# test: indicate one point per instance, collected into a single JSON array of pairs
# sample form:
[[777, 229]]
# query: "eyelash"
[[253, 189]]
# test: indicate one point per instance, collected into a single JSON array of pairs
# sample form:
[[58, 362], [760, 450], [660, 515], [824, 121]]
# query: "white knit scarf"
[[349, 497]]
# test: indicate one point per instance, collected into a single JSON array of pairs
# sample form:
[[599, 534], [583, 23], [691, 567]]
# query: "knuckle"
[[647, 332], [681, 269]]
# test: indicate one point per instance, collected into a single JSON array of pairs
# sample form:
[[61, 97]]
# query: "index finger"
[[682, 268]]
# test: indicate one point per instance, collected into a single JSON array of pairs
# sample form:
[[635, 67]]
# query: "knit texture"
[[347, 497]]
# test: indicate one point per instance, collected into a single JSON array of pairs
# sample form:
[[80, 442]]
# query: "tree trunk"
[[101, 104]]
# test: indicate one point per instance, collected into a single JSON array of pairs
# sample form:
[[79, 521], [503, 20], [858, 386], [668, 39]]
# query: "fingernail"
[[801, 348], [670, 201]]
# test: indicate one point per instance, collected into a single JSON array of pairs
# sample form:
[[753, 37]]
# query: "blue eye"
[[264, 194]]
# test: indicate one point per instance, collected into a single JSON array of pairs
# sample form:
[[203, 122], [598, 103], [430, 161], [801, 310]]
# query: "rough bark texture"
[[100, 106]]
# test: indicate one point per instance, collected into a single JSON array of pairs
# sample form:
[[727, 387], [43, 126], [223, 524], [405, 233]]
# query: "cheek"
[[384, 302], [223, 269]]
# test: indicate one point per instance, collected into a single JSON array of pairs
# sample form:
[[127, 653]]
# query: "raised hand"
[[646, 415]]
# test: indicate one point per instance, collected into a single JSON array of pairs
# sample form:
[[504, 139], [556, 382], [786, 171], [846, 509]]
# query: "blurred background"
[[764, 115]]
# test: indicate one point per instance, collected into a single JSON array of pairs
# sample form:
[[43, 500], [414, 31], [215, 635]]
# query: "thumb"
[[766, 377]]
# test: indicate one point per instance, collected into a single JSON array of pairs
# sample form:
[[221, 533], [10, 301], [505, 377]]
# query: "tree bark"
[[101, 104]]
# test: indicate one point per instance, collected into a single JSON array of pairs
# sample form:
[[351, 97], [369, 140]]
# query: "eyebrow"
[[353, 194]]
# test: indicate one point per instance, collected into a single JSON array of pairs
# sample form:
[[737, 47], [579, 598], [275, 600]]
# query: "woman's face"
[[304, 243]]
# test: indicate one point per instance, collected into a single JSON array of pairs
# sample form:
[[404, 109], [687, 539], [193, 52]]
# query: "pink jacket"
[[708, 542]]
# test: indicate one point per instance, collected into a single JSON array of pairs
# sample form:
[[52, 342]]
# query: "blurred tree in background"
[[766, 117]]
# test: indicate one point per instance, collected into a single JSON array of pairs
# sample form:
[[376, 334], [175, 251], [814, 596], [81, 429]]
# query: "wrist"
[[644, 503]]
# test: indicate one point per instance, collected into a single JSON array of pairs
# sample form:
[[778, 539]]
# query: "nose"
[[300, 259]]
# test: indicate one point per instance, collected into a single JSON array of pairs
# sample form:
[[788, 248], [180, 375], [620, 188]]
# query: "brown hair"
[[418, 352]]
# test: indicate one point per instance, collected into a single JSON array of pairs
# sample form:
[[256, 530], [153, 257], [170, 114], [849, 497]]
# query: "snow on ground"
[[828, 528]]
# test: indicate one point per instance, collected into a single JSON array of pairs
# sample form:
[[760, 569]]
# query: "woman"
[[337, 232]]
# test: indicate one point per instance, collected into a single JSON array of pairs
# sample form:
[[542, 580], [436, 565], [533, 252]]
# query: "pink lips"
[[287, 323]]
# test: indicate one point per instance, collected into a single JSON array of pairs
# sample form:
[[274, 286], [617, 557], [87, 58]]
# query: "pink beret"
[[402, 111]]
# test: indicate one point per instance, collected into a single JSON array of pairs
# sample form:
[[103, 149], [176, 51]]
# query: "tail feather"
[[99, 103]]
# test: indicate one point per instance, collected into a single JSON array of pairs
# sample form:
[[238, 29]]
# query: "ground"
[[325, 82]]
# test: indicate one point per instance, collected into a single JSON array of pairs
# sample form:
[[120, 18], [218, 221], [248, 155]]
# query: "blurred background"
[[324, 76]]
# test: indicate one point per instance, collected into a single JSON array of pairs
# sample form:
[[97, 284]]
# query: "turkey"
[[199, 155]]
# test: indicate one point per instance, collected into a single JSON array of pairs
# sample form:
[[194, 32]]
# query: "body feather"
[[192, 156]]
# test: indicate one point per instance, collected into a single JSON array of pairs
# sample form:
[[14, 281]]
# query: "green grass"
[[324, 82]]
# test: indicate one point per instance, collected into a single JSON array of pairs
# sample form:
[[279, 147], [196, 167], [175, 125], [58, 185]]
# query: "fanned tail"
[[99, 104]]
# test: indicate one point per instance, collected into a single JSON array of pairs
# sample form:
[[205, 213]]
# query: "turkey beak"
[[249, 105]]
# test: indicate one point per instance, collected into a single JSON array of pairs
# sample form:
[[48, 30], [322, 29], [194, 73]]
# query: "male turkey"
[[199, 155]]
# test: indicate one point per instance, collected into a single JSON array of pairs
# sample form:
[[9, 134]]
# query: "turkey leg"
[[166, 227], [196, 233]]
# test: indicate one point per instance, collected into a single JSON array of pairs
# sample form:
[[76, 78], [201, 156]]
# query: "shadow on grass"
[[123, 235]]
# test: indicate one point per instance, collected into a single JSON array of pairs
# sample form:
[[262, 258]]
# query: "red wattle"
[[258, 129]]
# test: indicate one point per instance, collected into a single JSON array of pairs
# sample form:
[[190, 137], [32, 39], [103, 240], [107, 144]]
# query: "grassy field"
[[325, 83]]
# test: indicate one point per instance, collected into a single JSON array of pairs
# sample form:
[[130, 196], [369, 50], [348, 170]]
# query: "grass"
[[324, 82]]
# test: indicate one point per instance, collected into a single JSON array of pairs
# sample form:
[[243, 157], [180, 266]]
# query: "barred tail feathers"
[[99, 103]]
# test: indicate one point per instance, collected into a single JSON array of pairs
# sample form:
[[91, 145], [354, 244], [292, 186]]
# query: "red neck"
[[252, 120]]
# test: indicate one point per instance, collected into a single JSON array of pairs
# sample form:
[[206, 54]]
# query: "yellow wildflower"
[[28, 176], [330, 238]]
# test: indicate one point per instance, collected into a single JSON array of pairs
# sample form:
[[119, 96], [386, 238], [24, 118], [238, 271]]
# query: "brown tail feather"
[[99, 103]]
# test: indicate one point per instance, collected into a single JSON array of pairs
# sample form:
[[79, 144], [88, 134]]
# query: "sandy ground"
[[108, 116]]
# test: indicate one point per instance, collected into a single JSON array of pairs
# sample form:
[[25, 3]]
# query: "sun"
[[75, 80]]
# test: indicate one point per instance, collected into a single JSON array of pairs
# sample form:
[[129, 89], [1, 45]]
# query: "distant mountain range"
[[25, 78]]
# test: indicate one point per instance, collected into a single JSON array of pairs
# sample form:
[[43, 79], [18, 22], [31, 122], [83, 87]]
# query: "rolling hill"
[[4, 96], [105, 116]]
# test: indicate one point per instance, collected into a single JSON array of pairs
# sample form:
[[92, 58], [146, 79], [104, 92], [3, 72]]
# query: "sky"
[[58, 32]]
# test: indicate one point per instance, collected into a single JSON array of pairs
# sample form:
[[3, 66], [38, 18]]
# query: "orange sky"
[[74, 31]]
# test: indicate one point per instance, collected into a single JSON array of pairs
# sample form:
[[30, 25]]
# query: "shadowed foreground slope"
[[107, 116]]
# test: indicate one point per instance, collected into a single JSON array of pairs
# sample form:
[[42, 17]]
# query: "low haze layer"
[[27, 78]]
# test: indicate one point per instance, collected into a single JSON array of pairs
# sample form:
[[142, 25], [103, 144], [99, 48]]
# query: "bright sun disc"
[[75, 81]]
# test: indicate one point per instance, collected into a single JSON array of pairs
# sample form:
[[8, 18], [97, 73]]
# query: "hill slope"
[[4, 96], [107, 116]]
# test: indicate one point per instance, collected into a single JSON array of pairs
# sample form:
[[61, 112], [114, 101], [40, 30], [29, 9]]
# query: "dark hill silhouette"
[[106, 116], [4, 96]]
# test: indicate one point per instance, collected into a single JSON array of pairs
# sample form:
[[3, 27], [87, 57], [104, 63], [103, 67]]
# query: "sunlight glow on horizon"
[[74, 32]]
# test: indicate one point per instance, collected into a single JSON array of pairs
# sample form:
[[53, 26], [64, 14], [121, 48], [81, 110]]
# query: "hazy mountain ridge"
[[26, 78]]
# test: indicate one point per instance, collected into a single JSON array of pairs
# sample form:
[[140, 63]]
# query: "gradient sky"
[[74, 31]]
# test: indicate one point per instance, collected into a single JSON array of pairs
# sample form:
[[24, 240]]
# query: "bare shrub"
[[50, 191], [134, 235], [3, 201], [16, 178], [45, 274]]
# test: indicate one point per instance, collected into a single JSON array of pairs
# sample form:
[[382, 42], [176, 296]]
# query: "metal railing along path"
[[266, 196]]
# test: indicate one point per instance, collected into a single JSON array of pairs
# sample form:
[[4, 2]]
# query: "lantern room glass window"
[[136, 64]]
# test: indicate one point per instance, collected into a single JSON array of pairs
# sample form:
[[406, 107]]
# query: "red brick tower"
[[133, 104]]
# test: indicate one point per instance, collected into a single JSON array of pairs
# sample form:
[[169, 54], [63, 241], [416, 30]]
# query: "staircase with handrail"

> _What to do_:
From the records above, repeat exactly the lines from the one with "[[351, 97], [369, 140]]" through the one with "[[52, 342]]", both included.

> _The answer_:
[[351, 97], [369, 140]]
# query: "eyebrow"
[[353, 194]]
# test: indicate one point per instance, collected into a single JSON array of pairs
# sample form:
[[737, 47], [579, 598], [275, 600]]
# query: "woman's face"
[[304, 243]]
# test: indicate one point per instance, collected into a single JSON array of pairs
# sample form:
[[404, 109], [687, 539], [193, 52]]
# query: "pink jacket"
[[708, 542]]
# test: indicate one point per instance, collected into a single JSON array of pairs
# sample form:
[[52, 342]]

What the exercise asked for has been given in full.